[Polygon annotations for photos]
+===+
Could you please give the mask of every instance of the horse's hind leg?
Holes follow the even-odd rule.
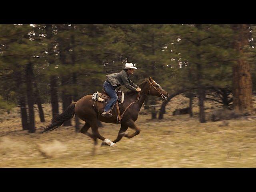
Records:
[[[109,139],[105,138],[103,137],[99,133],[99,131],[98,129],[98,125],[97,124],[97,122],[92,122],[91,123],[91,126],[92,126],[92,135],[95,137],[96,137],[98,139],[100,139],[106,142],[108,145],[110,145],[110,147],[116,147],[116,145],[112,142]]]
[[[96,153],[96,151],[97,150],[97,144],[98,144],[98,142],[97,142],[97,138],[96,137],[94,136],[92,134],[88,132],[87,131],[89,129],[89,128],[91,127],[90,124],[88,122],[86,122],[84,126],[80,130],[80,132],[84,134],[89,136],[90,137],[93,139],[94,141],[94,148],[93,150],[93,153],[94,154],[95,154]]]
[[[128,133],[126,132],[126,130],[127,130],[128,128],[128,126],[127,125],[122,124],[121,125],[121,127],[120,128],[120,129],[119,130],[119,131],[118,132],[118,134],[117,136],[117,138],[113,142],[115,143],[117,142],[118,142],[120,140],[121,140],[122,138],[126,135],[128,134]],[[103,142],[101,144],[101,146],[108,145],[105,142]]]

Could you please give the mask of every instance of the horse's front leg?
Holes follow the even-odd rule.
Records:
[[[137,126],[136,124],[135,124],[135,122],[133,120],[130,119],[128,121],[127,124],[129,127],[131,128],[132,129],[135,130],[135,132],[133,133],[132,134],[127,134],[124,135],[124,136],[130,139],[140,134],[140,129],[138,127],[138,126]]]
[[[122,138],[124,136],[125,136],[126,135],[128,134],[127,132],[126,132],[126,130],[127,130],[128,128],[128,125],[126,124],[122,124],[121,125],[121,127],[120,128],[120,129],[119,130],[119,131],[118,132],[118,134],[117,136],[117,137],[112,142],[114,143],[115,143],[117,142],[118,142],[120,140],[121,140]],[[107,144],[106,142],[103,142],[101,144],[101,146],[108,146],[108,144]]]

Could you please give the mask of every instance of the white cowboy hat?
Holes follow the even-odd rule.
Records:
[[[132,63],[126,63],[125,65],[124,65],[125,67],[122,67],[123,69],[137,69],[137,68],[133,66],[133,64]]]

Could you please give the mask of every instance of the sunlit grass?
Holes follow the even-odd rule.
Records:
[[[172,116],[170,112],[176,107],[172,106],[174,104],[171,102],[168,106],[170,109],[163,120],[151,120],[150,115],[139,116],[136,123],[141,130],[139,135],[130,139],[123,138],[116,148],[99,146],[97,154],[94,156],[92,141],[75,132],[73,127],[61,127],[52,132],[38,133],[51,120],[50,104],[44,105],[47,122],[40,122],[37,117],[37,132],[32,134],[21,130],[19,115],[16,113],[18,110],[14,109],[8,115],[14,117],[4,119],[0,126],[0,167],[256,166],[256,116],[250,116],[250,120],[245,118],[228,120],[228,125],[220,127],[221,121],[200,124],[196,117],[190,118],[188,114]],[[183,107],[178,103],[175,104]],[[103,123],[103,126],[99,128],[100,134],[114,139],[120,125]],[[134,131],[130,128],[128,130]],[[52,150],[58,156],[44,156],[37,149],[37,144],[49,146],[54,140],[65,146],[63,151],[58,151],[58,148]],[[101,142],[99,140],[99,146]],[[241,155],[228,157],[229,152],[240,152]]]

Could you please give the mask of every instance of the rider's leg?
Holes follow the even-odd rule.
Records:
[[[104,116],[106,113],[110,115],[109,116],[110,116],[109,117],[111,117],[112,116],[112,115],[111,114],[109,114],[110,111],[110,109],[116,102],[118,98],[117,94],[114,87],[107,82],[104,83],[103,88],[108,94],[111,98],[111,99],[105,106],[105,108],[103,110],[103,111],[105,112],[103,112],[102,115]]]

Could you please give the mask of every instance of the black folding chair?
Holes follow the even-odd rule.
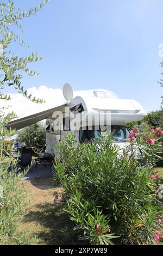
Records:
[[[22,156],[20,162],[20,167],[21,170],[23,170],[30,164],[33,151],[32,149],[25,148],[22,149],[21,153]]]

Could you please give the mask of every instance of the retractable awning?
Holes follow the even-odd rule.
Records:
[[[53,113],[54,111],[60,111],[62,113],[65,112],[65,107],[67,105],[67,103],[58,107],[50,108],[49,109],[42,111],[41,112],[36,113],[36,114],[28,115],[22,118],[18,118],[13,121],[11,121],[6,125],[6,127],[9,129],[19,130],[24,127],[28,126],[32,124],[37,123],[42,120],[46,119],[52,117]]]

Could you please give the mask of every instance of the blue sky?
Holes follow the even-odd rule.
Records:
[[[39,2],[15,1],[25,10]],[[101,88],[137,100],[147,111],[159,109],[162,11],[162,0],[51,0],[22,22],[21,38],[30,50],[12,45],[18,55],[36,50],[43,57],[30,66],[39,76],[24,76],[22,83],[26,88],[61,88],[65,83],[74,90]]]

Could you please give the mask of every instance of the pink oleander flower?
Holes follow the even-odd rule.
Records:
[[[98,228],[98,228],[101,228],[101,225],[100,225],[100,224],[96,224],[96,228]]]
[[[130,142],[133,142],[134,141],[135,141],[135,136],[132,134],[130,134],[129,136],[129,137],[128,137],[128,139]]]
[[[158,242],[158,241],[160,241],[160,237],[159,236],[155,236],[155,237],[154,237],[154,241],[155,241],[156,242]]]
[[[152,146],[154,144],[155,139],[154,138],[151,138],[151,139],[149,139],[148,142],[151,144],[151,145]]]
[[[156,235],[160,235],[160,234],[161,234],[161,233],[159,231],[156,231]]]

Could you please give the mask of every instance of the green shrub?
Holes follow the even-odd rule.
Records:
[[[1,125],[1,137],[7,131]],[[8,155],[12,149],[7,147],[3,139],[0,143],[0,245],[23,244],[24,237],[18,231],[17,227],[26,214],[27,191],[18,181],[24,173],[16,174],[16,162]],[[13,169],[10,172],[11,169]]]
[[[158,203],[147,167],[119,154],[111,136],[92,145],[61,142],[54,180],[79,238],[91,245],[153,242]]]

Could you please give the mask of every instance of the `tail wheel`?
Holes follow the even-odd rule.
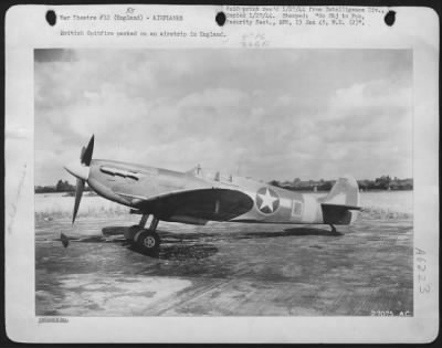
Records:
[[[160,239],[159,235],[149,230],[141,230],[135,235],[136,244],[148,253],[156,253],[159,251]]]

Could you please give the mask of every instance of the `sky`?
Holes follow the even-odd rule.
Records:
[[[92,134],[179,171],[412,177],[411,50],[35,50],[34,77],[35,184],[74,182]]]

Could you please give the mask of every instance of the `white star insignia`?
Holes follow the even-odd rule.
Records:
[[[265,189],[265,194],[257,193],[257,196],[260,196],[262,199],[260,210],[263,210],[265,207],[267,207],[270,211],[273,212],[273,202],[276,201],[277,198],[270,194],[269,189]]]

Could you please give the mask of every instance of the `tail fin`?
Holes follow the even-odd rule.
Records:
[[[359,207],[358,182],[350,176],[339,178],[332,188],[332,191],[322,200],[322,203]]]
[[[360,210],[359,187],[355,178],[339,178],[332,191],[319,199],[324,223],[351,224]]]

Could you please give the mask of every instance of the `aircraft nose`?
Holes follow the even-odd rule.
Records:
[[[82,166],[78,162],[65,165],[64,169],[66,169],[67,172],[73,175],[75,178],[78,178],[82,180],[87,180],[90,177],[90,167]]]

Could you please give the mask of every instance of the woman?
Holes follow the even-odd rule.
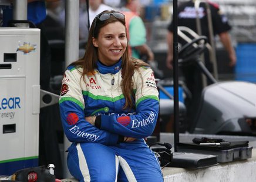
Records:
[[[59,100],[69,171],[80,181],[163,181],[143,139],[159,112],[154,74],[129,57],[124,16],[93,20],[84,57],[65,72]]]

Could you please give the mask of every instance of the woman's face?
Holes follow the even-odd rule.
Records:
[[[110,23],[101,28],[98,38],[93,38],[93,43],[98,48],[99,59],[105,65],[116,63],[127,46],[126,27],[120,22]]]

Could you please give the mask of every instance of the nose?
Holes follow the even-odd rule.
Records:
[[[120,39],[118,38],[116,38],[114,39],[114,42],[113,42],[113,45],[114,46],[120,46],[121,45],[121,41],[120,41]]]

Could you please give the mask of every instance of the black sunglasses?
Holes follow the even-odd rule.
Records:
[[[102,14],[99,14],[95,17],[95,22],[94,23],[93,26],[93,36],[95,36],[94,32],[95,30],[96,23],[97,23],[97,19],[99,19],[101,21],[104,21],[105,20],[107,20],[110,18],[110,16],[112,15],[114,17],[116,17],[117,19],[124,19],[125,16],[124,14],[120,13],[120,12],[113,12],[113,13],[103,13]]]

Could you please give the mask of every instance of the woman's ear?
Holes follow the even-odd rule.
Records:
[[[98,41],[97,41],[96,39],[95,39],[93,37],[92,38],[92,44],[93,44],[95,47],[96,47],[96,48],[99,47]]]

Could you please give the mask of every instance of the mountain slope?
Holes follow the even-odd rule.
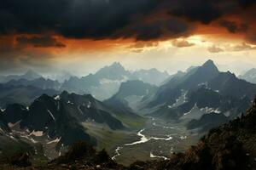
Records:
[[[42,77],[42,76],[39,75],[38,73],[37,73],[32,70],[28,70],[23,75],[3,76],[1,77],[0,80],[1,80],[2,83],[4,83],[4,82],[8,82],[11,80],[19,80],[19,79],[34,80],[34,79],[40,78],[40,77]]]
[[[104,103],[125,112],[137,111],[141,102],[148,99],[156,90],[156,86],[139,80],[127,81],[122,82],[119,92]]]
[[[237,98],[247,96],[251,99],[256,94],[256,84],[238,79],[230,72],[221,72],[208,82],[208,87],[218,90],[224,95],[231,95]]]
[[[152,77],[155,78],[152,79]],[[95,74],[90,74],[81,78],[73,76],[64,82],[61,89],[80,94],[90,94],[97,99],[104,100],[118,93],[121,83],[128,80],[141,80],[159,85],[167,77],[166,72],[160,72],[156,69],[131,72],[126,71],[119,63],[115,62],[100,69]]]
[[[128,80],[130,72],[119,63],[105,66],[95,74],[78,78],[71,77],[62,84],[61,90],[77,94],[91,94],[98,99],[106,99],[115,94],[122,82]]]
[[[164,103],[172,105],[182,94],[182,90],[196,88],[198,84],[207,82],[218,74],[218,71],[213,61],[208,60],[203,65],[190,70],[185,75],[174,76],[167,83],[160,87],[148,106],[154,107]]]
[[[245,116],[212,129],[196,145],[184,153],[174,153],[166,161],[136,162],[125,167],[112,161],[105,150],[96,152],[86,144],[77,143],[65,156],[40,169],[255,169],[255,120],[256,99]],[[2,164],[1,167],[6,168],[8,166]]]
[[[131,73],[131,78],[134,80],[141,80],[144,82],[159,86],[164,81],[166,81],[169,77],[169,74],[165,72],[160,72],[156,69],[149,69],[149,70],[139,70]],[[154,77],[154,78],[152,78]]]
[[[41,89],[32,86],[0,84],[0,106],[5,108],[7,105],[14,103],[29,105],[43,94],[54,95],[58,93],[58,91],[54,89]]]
+===+
Task details
Gather every line of the items that contains the word "nose", and copy each one in full.

Solution
Could you please give the mask of every instance of the `aircraft nose`?
Could you please give the mask of every instance of the nose?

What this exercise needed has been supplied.